**AUFGABEN**
[1] Prüfen Sie, ob die folgenden Aussagen mit dem Textauszug über Sanktionen übereinstimmen, und belegen Sie jedes Ja oder Nein mit der maßgeblichen Textstelle als wörtlichem Zitat. (a) Das Thema Sanktionen ist spätestens seit dem Krieg in der Ukraine in den öffentlichen Fokus gerückt. (b) Der Ratgeber kündigt Software-Tipps für den privaten Alltag an. (c) Der Ratgeber listet weiterführende Ressourcen auf.
[2] Schreiben Sie die Fortsetzung des Textauszugs über Sanktionen, beginnend unmittelbar nach seiner letzten Zeile.

**TEXTAUSZUG**
════════════════

Definition: Was ist eine Sanktion und welche Arten von Sanktionen gibt es?

Spätestens seit dem Krieg in der Ukraine durch Russland ist das Thema Sanktionen in den öffentlichen Fokus gerückt. Aber was ist eigentlich eine Sanktion, warum werden Sanktionen verhängt und wer ist betroffen? Wir liefern alle wichtigen Informationen im Überblick. In diesem umfassenden Ratgeber bieten wir Ihnen einen strukturierten Einstieg in das Thema Sanktionen, listen Ihnen viele weiterführende Ressourcen auf und geben Ihnen Software-Tipps für den unternehmerischen Alltag.

Definition: Sanktion

Was ist eine Sanktion?

════════════════

**DATENAUSZUG**
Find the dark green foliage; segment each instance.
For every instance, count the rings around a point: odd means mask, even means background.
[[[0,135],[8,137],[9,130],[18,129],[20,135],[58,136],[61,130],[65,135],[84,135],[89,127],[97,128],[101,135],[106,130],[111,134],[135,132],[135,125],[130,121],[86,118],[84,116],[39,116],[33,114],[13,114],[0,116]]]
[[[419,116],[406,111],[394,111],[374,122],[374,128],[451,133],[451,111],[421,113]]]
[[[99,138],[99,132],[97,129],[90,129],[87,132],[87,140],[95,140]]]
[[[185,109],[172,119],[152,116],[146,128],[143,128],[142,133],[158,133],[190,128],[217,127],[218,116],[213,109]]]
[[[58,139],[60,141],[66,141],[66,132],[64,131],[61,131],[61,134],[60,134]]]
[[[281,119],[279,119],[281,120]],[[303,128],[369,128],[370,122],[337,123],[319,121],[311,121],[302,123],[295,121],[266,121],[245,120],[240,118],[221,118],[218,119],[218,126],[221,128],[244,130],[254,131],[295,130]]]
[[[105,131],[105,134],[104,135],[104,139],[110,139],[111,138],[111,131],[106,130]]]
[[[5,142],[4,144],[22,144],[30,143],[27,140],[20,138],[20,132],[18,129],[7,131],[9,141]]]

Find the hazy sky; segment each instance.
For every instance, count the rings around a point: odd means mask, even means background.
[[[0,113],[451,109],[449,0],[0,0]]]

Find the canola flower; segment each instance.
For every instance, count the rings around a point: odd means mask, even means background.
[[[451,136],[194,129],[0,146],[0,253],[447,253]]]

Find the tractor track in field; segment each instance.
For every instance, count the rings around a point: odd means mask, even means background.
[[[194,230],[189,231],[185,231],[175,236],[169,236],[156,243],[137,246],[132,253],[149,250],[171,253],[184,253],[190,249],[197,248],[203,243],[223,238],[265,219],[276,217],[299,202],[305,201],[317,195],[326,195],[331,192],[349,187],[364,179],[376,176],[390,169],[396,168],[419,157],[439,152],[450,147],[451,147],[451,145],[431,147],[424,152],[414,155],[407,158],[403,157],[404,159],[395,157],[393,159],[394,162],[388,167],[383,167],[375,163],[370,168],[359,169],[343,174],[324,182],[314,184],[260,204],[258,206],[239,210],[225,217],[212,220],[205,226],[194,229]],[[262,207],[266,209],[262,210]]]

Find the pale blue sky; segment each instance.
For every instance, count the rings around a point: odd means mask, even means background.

════════════════

**LÖSUNGEN**
[1]
(a) Ja: „Spätestens seit dem Krieg in der Ukraine durch Russland ist das Thema Sanktionen in den öffentlichen Fokus gerückt.“
(b) Nein: „geben Ihnen Software-Tipps für den unternehmerischen Alltag“
(c) Ja: „listen Ihnen viele weiterführende Ressourcen auf“

[2]
Der Begriff „Sanktion” basiert auf dem lateinischen „sanctio”, was ursprünglich so viel wie „Heilung” oder „Billigung” meinte. Im Laufe der Zeit unterlief der Begriff jedoch einen Bedeutungswandel: Sanktionen beschreiben im Allgemeinen reaktionäre Maßnahmen, die in Form einer Belohnung oder Bestrafung auftreten und zu einem gewünschten Verhalten anreizen sollen.

Konkret wird der Begriff „Sanktion” vor allem im rechtlichen Kontext verwendet, wobei die genaue Bedeutung je nach Rechtsgebiet variiert. Häufig werden jedoch sogenannte Sanktionen verhängt, wenn ein völkerrechtlicher Verstoß vorliegt. Politische, wirtschaftliche und bzw. oder militärische Maßnahmen sollen dann dazu führen, dass das geltende Völkerrecht umgesetzt und bestimmte Vereinbarungen eingehalten werden.

Wer kann Sanktionen verhängen?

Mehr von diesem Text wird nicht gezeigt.